All lines from the one with "The client would like the shoelace" through the end of the records below are to be given again exactly, and nothing else.

Data provided Start Marker

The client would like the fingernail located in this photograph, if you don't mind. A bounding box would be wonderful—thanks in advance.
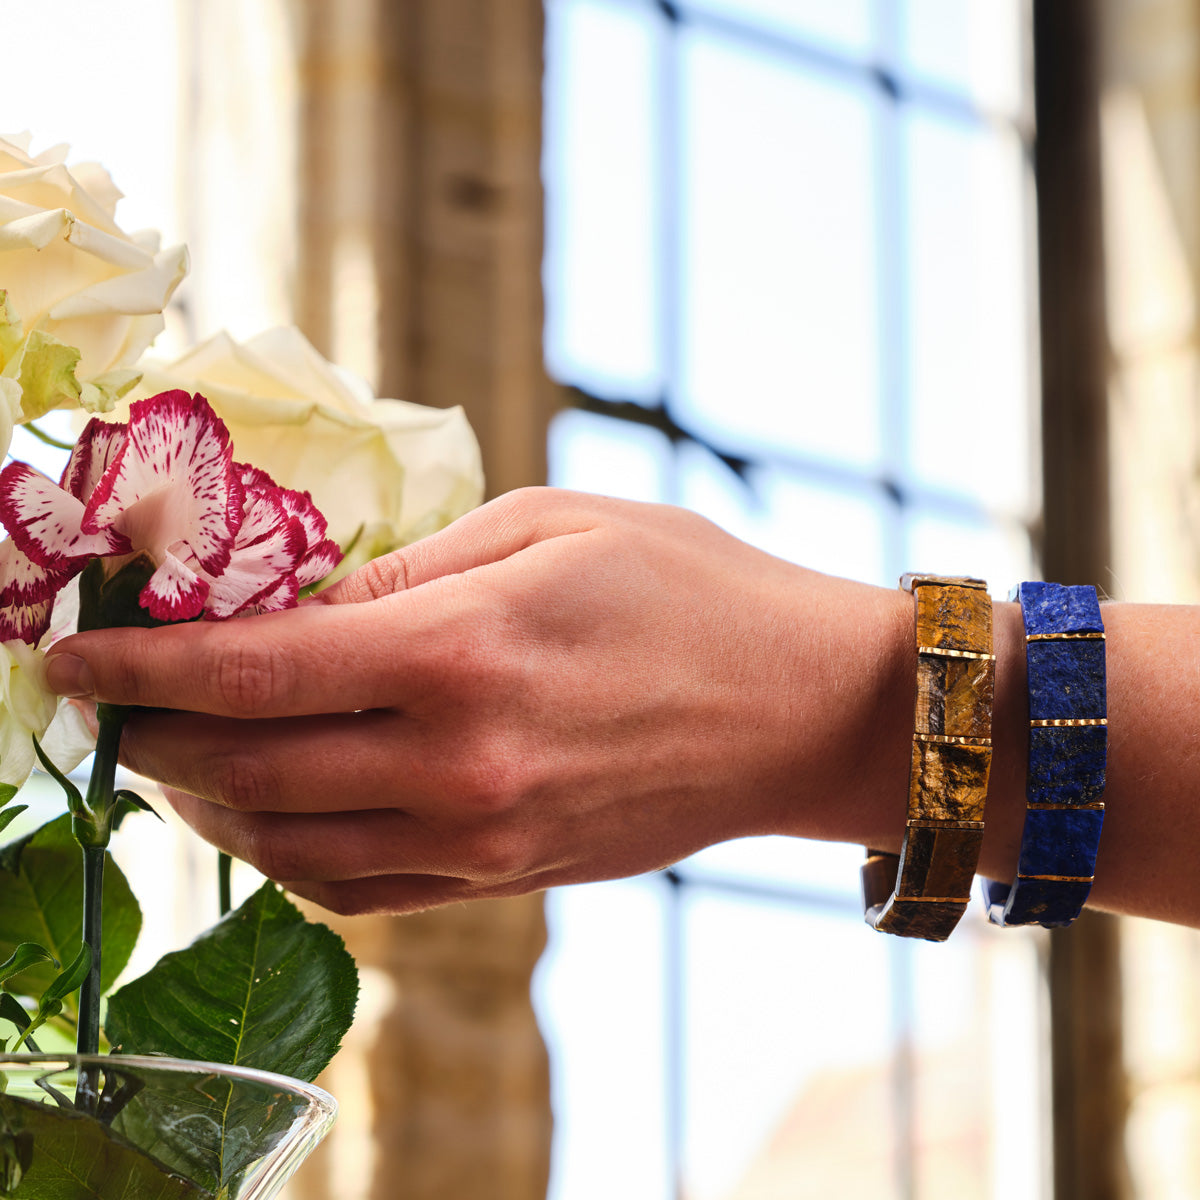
[45,653,95,699]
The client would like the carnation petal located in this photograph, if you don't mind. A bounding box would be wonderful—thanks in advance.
[245,574,300,616]
[63,416,128,501]
[140,549,209,622]
[0,598,52,645]
[296,538,343,589]
[205,513,306,619]
[0,537,67,607]
[0,462,127,566]
[86,390,241,574]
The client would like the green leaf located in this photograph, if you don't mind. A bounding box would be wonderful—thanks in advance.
[111,792,161,826]
[0,996,31,1038]
[0,811,28,840]
[0,1092,213,1198]
[0,818,141,1008]
[105,884,355,1193]
[39,946,90,1011]
[105,882,358,1081]
[0,947,56,987]
[0,787,19,809]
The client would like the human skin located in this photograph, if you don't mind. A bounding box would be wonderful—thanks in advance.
[40,487,1200,926]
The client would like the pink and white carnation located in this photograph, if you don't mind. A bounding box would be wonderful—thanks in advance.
[0,389,340,645]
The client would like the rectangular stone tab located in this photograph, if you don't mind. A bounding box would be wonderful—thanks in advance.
[1003,878,1093,927]
[1028,725,1107,805]
[1015,807,1105,879]
[908,740,992,821]
[914,583,993,654]
[914,654,995,738]
[1026,639,1107,721]
[894,823,982,900]
[874,896,967,942]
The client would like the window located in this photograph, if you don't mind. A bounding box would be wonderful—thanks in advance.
[536,2,1045,1196]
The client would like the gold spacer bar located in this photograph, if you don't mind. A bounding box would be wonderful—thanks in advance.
[1016,873,1095,883]
[1029,718,1107,728]
[917,645,997,661]
[1026,802,1105,812]
[1026,631,1105,642]
[913,732,993,746]
[903,573,988,592]
[906,818,985,830]
[892,895,971,904]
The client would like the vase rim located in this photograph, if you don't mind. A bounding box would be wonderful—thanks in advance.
[0,1052,337,1119]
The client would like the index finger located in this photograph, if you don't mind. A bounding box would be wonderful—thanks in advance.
[44,600,431,717]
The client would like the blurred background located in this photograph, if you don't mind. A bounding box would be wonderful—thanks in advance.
[3,0,1200,1196]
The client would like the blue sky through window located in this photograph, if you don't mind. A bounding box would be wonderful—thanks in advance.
[538,1,1043,1197]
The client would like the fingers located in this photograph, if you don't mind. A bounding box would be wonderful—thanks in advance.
[281,874,543,918]
[117,709,426,814]
[164,787,545,890]
[42,487,609,716]
[45,600,431,716]
[314,486,602,606]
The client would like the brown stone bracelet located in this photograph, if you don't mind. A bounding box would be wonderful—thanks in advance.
[861,574,995,941]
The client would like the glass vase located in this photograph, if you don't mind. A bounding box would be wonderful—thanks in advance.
[0,1053,336,1200]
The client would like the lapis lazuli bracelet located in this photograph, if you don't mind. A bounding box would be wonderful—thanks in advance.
[981,581,1107,928]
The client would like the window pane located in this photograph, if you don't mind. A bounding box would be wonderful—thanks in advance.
[909,930,1045,1197]
[684,0,874,57]
[899,0,1026,117]
[538,880,673,1200]
[682,893,895,1199]
[675,442,889,582]
[549,409,673,501]
[905,509,1033,597]
[544,0,663,399]
[684,835,865,902]
[676,32,882,469]
[903,114,1032,512]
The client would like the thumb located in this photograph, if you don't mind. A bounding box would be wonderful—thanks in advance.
[313,487,605,606]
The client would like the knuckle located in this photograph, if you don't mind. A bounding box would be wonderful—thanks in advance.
[211,640,286,716]
[239,820,304,883]
[333,553,409,604]
[457,824,535,882]
[209,751,281,812]
[447,746,526,818]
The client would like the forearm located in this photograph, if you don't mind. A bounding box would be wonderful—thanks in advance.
[778,581,1200,928]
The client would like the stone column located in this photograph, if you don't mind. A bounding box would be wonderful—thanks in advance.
[1098,3,1200,1198]
[284,1,555,1197]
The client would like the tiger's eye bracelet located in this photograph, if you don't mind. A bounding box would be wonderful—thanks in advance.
[862,574,995,942]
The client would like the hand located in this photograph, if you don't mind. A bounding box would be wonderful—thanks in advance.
[44,488,914,916]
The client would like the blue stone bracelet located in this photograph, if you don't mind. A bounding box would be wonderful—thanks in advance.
[981,581,1107,928]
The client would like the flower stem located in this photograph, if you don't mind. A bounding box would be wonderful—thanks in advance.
[218,852,233,917]
[76,846,105,1056]
[72,703,129,1062]
[21,421,74,452]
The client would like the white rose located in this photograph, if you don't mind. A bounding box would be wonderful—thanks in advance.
[0,134,188,442]
[0,638,91,789]
[127,326,484,572]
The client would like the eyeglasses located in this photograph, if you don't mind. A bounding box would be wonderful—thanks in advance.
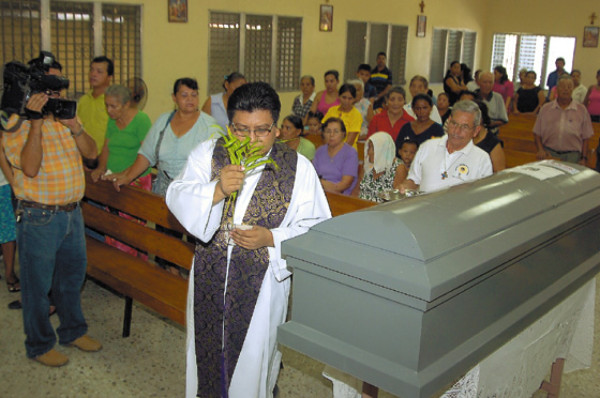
[448,120,475,132]
[230,122,275,137]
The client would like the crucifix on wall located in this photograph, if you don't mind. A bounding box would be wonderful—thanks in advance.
[416,1,426,38]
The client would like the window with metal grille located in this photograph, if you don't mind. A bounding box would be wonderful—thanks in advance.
[103,4,141,86]
[0,0,141,100]
[0,0,41,68]
[491,33,574,88]
[208,12,240,94]
[429,28,477,84]
[50,1,93,98]
[245,14,272,84]
[276,17,301,91]
[344,21,408,86]
[208,11,302,94]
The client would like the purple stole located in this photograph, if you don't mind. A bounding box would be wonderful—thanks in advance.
[193,139,297,397]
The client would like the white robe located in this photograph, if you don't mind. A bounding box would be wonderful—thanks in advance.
[166,139,331,398]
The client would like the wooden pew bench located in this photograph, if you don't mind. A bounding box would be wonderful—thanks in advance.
[499,113,600,169]
[82,172,375,337]
[82,172,194,336]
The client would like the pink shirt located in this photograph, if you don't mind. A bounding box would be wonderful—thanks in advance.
[533,100,594,152]
[316,91,340,116]
[586,87,600,116]
[493,80,514,102]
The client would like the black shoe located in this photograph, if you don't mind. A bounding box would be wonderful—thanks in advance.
[8,300,22,310]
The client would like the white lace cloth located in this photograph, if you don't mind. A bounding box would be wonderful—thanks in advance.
[323,278,595,398]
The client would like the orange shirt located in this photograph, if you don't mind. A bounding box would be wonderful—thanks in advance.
[2,116,85,204]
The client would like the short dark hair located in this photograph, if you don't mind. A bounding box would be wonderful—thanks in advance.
[173,78,198,94]
[399,139,418,151]
[411,93,433,108]
[556,57,565,63]
[324,70,339,80]
[526,70,537,79]
[283,114,303,130]
[306,111,324,121]
[227,82,281,124]
[386,86,406,101]
[91,56,114,76]
[377,52,387,58]
[338,83,356,98]
[223,72,246,90]
[458,90,478,101]
[357,64,371,73]
[323,117,346,138]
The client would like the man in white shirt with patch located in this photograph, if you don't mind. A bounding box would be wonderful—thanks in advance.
[400,100,493,194]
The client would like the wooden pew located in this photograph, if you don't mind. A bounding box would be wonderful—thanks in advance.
[498,113,600,169]
[82,172,375,336]
[82,172,194,335]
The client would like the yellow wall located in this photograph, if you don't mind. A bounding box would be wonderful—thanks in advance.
[94,0,489,120]
[88,0,598,121]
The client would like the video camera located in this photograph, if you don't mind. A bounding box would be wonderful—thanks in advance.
[1,51,77,121]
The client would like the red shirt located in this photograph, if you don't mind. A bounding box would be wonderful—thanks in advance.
[367,110,414,141]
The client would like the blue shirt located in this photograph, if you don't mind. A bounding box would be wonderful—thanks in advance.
[139,111,223,184]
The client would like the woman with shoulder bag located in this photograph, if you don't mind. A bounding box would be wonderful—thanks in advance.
[107,78,223,196]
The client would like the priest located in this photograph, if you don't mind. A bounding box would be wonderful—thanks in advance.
[166,82,331,398]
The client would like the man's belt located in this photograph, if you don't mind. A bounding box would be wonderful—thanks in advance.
[544,147,580,155]
[20,200,79,212]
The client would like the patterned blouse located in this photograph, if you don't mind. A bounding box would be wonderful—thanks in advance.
[359,158,401,203]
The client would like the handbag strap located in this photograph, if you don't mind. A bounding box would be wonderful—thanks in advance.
[154,110,177,164]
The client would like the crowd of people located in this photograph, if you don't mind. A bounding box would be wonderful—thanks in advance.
[0,48,598,398]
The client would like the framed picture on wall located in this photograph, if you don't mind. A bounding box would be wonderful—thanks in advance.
[583,26,599,48]
[168,0,188,23]
[319,5,333,32]
[417,15,427,38]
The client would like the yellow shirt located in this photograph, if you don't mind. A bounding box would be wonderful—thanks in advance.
[77,90,108,154]
[2,116,85,205]
[322,105,363,150]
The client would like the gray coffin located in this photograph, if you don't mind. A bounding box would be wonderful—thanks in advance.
[278,161,600,398]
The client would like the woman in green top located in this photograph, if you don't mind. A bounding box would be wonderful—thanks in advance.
[91,84,152,189]
[280,115,316,160]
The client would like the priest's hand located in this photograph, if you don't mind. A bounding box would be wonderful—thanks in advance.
[214,165,245,204]
[231,226,274,250]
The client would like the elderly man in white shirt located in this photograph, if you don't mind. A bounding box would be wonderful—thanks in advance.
[476,72,508,135]
[400,100,493,194]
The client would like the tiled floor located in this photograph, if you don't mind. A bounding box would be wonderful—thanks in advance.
[2,262,599,398]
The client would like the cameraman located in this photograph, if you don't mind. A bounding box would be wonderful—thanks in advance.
[2,60,101,367]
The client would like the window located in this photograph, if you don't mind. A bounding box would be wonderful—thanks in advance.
[0,0,141,99]
[103,5,142,89]
[0,1,41,67]
[344,21,408,86]
[50,1,93,98]
[429,29,476,84]
[491,33,575,88]
[208,12,302,94]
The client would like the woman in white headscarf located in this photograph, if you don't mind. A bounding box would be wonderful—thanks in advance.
[353,132,404,202]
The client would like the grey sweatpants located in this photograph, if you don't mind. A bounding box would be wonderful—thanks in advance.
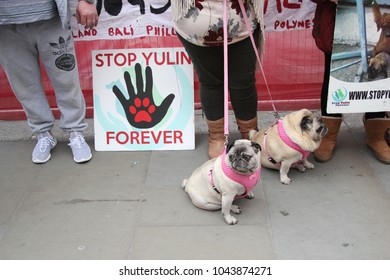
[0,16,87,134]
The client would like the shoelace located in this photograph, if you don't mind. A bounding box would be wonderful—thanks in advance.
[37,136,55,152]
[69,133,85,148]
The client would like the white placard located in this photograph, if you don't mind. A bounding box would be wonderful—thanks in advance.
[92,48,194,151]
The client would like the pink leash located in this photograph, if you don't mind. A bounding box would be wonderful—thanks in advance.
[223,0,229,143]
[237,0,279,120]
[223,0,280,143]
[225,0,279,125]
[216,0,261,196]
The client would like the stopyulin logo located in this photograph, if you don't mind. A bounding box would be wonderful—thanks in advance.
[112,63,175,129]
[332,87,348,102]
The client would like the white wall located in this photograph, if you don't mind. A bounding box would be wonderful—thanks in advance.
[334,4,389,47]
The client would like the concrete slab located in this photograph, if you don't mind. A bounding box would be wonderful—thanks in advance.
[0,142,41,224]
[0,111,389,260]
[131,225,276,260]
[0,140,150,259]
[264,129,390,259]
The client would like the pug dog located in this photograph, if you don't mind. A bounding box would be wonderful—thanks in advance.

Data provided End Marker

*Answer*
The client would like the shoelace located in this photograph, if you don't mind. A bounding box would be wonderful—thanks in advance.
[37,136,55,152]
[69,133,85,148]
The client would like the white placard located in this photograph, if you don't mind. A bounding box would be wonderful—thanks in advance.
[92,48,194,151]
The client would like the pink leash located in this photograph, if you don't mind. A bounding box would be wonderful—thanks in advance.
[223,0,229,143]
[237,0,279,120]
[223,0,280,143]
[225,0,279,125]
[216,0,261,196]
The client would like the stopyulin logo located in this photograph, if you don't mind. A bounding box would be wonderful—thanks in advance.
[112,63,175,129]
[332,87,348,102]
The client would like the white wall located in this photograph, if you don't mind. A bounding box would be wonderful—thanks in advance.
[334,4,389,47]
The client would like the concrete slab located in this photograph, if you don't mind. A bounding box would be wonderful—thanks in advance.
[0,142,41,224]
[0,111,389,260]
[131,225,276,260]
[0,140,150,259]
[264,129,390,259]
The client would like the pug dog located in this photograph, if you don't mind. A bounding box would be wonderful—thanks in advance.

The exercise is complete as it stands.